DATA FOR THIS EXERCISE.
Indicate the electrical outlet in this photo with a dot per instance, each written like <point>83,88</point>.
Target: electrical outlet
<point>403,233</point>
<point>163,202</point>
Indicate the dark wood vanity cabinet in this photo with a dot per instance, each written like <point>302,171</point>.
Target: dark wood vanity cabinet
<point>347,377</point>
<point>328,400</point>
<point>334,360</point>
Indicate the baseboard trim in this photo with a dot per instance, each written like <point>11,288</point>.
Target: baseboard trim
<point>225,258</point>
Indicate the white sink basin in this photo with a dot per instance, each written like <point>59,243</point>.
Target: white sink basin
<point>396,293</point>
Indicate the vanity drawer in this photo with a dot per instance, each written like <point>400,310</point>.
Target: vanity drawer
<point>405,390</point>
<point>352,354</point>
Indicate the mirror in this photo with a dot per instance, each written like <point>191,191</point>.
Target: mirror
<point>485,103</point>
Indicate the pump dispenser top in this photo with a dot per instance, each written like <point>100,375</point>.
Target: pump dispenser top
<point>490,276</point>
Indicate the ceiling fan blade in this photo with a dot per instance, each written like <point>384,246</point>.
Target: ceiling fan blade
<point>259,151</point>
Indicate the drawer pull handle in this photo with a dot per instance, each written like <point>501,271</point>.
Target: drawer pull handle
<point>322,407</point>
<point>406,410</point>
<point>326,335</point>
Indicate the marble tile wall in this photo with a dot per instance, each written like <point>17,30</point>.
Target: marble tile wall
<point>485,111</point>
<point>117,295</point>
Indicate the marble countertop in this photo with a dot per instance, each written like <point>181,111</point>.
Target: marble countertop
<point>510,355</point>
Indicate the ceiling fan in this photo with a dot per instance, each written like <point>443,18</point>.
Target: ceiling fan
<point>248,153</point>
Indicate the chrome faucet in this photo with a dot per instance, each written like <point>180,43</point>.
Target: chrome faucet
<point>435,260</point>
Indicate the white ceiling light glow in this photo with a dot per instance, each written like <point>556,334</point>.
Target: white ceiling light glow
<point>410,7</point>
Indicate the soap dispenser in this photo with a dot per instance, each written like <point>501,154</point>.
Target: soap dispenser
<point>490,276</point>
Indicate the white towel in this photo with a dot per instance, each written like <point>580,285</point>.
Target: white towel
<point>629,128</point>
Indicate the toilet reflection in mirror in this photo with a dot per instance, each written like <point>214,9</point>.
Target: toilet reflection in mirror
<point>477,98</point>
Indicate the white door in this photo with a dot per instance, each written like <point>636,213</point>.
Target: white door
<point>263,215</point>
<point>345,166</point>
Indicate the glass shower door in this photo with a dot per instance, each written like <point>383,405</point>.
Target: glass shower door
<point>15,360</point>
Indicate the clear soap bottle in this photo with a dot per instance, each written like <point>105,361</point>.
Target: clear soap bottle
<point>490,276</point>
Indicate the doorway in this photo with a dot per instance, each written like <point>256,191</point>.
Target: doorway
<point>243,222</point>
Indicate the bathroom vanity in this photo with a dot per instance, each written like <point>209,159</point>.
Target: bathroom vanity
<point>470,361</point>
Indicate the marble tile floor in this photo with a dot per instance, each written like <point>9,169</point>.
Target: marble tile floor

YOUR OBJECTIVE.
Gather up every line from the listing above in which the word "floor" occurs.

SOLUTION FOR THIS PROBLEM.
Indicate the marble tile floor in this photo with a dot per instance, each written like <point>9,169</point>.
Target: marble tile floor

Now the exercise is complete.